WYBRANY FRAGMENT:
☆ ☆ ☆

I nie uważam, że para mieszana ma jakąś przewagę nad homoseksualną.. No bo niby z czego ta przewaga ma wynikać???
Osobiście uważam, że co niekótrym parom mieszanym, (tzw normalnym małżeństwom, w których to matula zapier..la w domu i w kuchni od rana do nocy, tatulo wraca wieczorem do domu, z pracy, albo ze spotkania z kolegami, nierzadko nawalony, "ustawia" całą chałupę, nakłania matulę do spełnienia swojego małżeńskiego obowiązku i zwala się do łóżka, w brudnych gaciach, aby zasnąć snem spokojnym) powinno się zabronić płodzenia dzieci.. Bo to że jest "normalnie"- tzn jest ojciec (ON) i matka(ONA), to jeszcze nie znaczy, że będzie w domu dobrze i że dzieci będą miały dobre wzorce...
No właśnie Aguś, trafiłaś w sedno...paradoksem nie sa adopcje przez pary homoseksualne, paradoksem jest to, że żeby kierować furmanką trzeba mieć przynajmniej kartę rowerową,a żeby wychowawyć dziecko nie potrzeba nic, poza możliwością rozmnożenia się. Można być nawet skończonym ochlapusem,albo idiotą....
buu..I dzieci tych idiotów mi żal.. Nad tymi dziećmi trzeba roztoczyć parasol bezpieczeństwa.. Bo to one potrzebują miłości i wzorców..
Bardzo madre rozumowanie!!!!
Dziękuję Tineczko.. :))
Chociaż w sumie.. nie napisałam nic nadzwyczajnego.. Ot po prostu, proste rozumowanie, prostej księgowej... :))
Kochana, ja bym sobie zyczyla takiego prostego rozumowania u wszystkich ludzi na naszej planecie:) Ty masz serce i myslisz sercem i chwala Tobie za to!!!!
Użytkownik tineczka napisał w wiadomości:
> Kochana, ja bym sobie zyczyla takiego prostego rozumowania u wszystkich ludzi
> na naszej planecie:) Ty masz serce i myslisz sercem i chwala Tobie za to!!!!

☆ ☆ ☆

ZEBRANE DANE:

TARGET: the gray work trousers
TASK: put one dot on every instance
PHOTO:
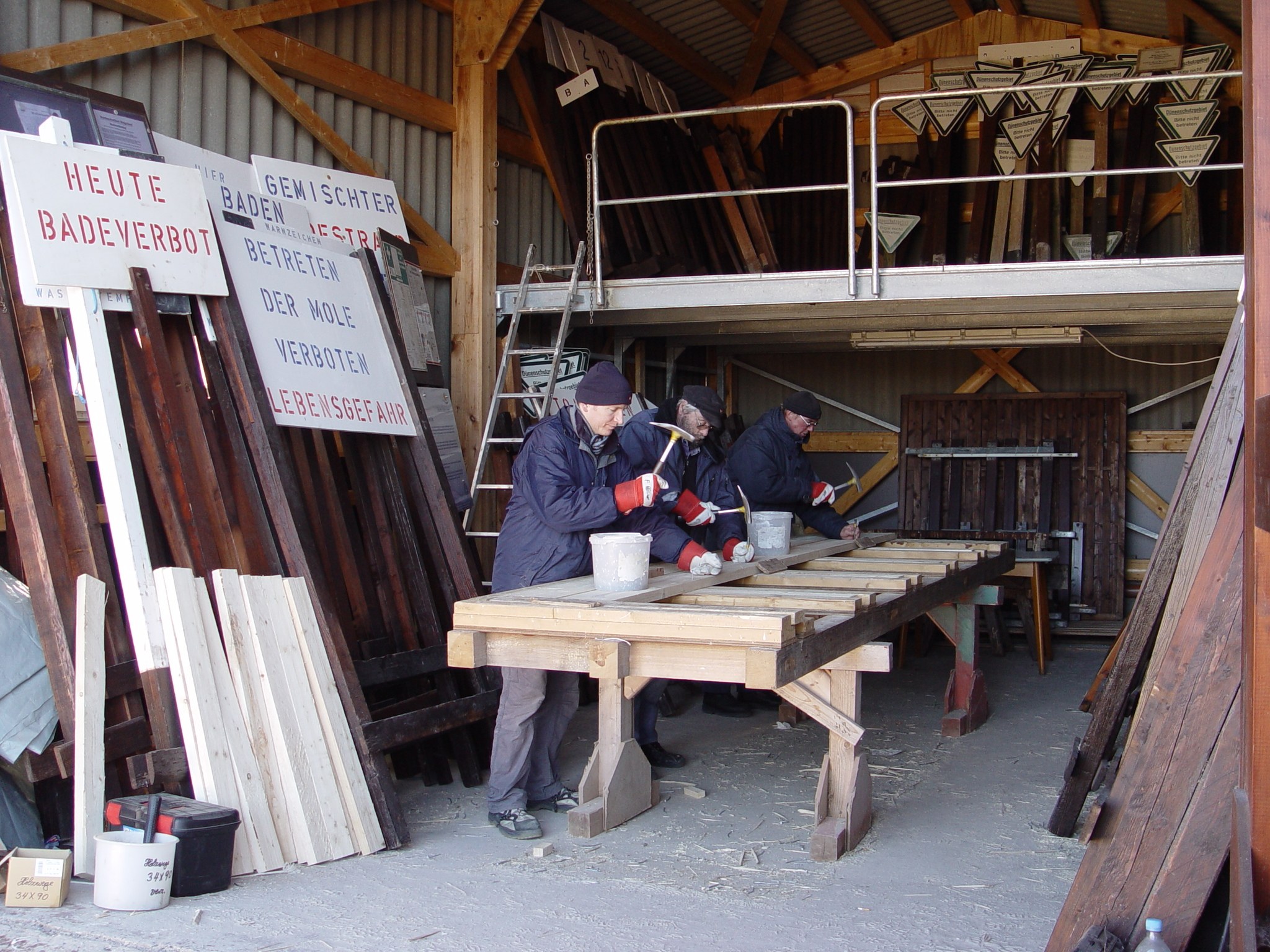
(533, 716)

☆ ☆ ☆

POLECENIE A: Co według fragmentu dyskusji o adopcji trzeba mieć przynajmniej, żeby kierować furmanką?
POLECENIE B: Kontynuuj fragment dyskusji o adopcji, zaczynając od miejsca po jego ostatnim zdaniu.

ODPOWIEDŹ A: Kartę rowerową.

ODPOWIEDŹ B:
Niech Twoje pobożne życzenia pozostaną tylko w Europie....planetę raczej zostaw w spokoju. Nie wyobrażam sobie aby Eskimos czy Aborygen mieli podobne do Twoich przekonania i pragnienia "prostego rozumowania"
Bahus
PS. Wiesz....a ja mimo wszystko preferuję myślenie mózgiem...niech serce zajmuje się tym do czego zostało stworzone.
Bahus daj już spokój:)) po Twoich postach chodzę spać z bolącą szczęką ze śmiechu
A ja obawiałabym się jednego. Dzieci są złośliwe, co usłyszą w domu wynoszą na zewnątrz, na podwórko, do przedszkola, szkoły. Dziecko mające dwóch ojców, mogłoby być obdarzane w domu ogromną miłością, a niszczone i odtrącone poza domem, przez swoich rówieśników. A przeciez takie odtrącenie okrutnie boli i wypacza. Z tego względu byłabym na nie. Tolerancji nie ma, nie szanujemy inności. Nie ma co się oszukiwać..
...a dlaczego bedzie oddtracone od rowiesnikow?
Dzieci sa bardzo ciekawe, zadaja tysiace pytan i tylko od nas doroslych zalezy jakia odpowiedz mu damy, tak tez dziecko bedzie reagowalo na innych.
Zamykam wątek, bo jest zdecydowanie za długi.